Give the material again in full, matching it exactly.

======== RECORDS TO USE ========

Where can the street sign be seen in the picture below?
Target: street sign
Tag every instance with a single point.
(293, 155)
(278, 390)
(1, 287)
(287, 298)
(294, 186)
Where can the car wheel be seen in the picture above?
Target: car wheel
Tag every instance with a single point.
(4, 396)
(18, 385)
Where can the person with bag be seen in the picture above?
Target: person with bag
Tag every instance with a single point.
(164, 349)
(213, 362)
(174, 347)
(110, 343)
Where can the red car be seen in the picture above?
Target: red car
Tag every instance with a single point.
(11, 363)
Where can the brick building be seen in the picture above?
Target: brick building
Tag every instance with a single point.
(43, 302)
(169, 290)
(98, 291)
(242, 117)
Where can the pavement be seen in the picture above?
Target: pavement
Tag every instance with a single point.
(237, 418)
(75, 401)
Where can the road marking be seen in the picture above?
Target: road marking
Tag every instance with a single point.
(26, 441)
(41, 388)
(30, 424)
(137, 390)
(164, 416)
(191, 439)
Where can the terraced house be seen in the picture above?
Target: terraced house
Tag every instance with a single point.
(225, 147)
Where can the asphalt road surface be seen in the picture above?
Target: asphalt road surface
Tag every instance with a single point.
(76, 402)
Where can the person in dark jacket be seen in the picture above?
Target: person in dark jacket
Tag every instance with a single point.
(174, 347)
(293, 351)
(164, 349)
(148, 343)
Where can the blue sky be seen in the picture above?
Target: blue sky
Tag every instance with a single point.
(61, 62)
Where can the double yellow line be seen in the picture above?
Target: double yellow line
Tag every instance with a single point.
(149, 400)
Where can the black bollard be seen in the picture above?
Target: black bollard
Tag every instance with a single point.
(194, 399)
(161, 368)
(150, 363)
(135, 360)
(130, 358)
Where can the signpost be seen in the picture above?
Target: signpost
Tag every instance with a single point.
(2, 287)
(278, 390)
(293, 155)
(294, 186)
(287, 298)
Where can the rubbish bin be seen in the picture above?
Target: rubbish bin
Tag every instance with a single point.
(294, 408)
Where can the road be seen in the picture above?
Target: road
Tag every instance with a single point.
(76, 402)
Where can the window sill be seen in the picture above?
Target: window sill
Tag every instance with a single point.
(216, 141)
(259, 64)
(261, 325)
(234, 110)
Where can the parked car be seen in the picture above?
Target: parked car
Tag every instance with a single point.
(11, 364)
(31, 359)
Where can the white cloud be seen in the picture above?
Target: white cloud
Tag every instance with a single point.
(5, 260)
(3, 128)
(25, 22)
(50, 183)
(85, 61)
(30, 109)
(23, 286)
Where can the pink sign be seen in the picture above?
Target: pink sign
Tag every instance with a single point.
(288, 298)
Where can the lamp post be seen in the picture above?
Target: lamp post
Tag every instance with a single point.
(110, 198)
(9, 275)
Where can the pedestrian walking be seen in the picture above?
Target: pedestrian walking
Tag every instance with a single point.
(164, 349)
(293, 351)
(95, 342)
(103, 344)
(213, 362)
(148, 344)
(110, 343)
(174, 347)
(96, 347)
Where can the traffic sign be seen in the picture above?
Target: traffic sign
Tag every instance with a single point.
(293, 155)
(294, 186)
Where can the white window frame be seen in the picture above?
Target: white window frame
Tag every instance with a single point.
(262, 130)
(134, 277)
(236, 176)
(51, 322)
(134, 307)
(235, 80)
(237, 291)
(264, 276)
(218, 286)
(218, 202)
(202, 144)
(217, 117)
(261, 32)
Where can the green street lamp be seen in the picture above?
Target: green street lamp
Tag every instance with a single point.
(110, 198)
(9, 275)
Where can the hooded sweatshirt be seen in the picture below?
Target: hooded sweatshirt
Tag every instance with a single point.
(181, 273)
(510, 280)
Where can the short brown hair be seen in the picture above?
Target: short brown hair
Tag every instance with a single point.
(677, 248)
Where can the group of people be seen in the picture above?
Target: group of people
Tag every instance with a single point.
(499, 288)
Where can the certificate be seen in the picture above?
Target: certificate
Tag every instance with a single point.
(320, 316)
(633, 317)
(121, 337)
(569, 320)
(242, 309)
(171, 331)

========

__COMPLETED EXERCISE__
Where can the street sign be seen in the picture below?
Target: street sign
Tag every instance with a single point.
(293, 155)
(278, 390)
(1, 287)
(287, 298)
(294, 186)
Where can the car wheel be seen in the picture above?
Target: car wheel
Tag every instance with a single point.
(4, 396)
(18, 385)
Where can the person with bag be seen in the picture above?
Target: person with bag
Tag every instance with a single point.
(164, 349)
(213, 362)
(174, 347)
(110, 343)
Where can the red car be seen in the picture above?
Target: red car
Tag every instance with a single point.
(11, 363)
Where can the brick building be seen in the picture above?
Target: brick building
Tag every instance with a single point.
(43, 302)
(169, 290)
(98, 291)
(242, 117)
Where can the pavement be seen in the picture above?
Target: pavement
Tag every instance with a single point.
(237, 418)
(75, 401)
Where can the road marking be seen in the picture above?
Target: road marking
Tag every instance with a single point.
(26, 441)
(41, 388)
(30, 424)
(137, 390)
(164, 416)
(191, 439)
Where can the terraced house be seen in the picture above?
Target: terraced house
Tag every instance with a single point.
(225, 147)
Where can the asphalt road surface be seen in the picture above?
Target: asphalt road surface
Tag every instance with a single point.
(76, 402)
Where can the person in dark jacket be seen in the picture above?
Target: person in dark jacket
Tag every instance with a single point.
(174, 347)
(293, 351)
(164, 349)
(148, 343)
Where can the blue sky be seen in the picture above?
Target: blue sky
Tag every instance with a single point.
(61, 62)
Where can the double yellow line be seen in the picture above?
Target: double yellow line
Tag every instance with a single point.
(149, 400)
Where can the black bollard be seen in the picture above?
Target: black bollard
Tag every instance with a single point.
(194, 399)
(161, 368)
(150, 363)
(135, 360)
(130, 358)
Where can the signpost be seen in the picture above?
Target: signpost
Tag every instance with a single point.
(2, 287)
(278, 390)
(293, 155)
(294, 186)
(287, 298)
Where can the rubbish bin be seen in the picture above?
Target: rubbish bin
Tag every instance with a single point.
(294, 408)
Where can the road be seen in the picture above?
Target: road
Tag every instance with a single point.
(76, 402)
Where can the window sill be seen in the picture above?
Target: window sill
Tag every instance with a single point.
(216, 141)
(259, 64)
(261, 325)
(234, 110)
Where can the parked car be seen in the picture above?
Target: parked car
Tag every instance with a single point.
(11, 364)
(31, 359)
Where can the white cloud be seen in the picture above?
Target: white cloud
Tag every instance with a single point.
(5, 260)
(3, 128)
(25, 22)
(50, 183)
(85, 61)
(30, 109)
(23, 286)
Where can the pink sign be seen in the picture above?
Target: pink sign
Tag every instance with a single point.
(288, 298)
Where can the lamp post be seen in the picture above?
Target: lamp post
Tag every instance with a single point.
(110, 198)
(9, 275)
Where can the pedestrian walking be seen in the picture above?
Target: pedestrian walking
Tag every instance with a single point.
(164, 349)
(293, 351)
(95, 342)
(103, 344)
(213, 362)
(148, 344)
(110, 343)
(174, 347)
(96, 347)
Where can the traffic sign be seen in the picture above?
Target: traffic sign
Tag every instance with a single point.
(293, 155)
(294, 186)
Where can the white window frame be seen in the picture above?
Target: white window frame
Tag every instance with a single point.
(262, 130)
(134, 277)
(236, 176)
(51, 322)
(134, 307)
(235, 80)
(237, 291)
(264, 276)
(218, 286)
(218, 202)
(202, 144)
(217, 117)
(261, 32)
Where can the green street lamp be seen in the picture above?
Target: green street lamp
Tag every instance with a single point.
(110, 198)
(9, 275)
Where can the hooded sweatshirt be seen in the picture below?
Target: hooded sweatshirt
Tag every instance with a single point.
(181, 273)
(510, 280)
Where can the short brown hair be seen in the picture above?
Target: short brown hair
Tag every instance with a single point.
(677, 248)
Where can the group of people be seen in the picture above?
Target: group of people
Tag every instance with a single point.
(499, 288)
Where can the certificate be seen in the picture above?
Target: certificate
Tag every instance with a single point.
(320, 316)
(633, 317)
(121, 337)
(569, 320)
(242, 309)
(171, 331)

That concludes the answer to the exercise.